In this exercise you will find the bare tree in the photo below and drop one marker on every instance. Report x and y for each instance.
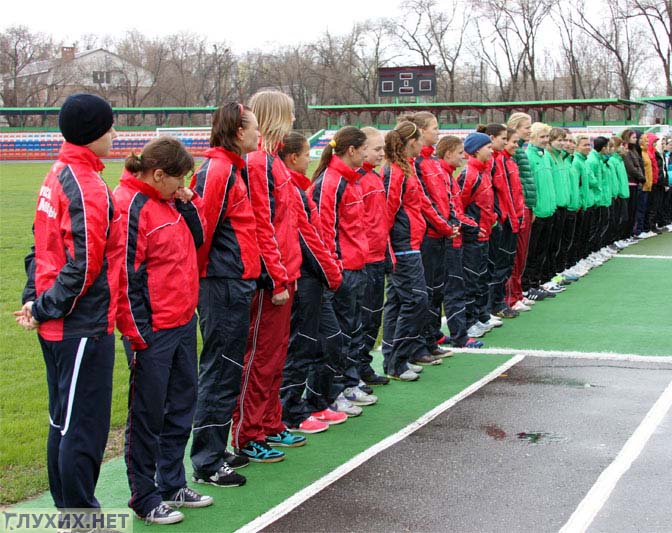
(658, 16)
(618, 38)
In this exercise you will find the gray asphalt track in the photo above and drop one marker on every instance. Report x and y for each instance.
(518, 455)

* * * * * * * * *

**About this task**
Return the material from above in full, exactly as written, with the pictures omitted.

**Expected answer**
In this exercise you will find the bare tree in the photo below and drop one marker on every instance. Report x and y for each instance.
(658, 16)
(618, 38)
In this exercise you will find the gray asphalt track in the photo above and drop one marker on every instance. Report x and y for each instance.
(518, 455)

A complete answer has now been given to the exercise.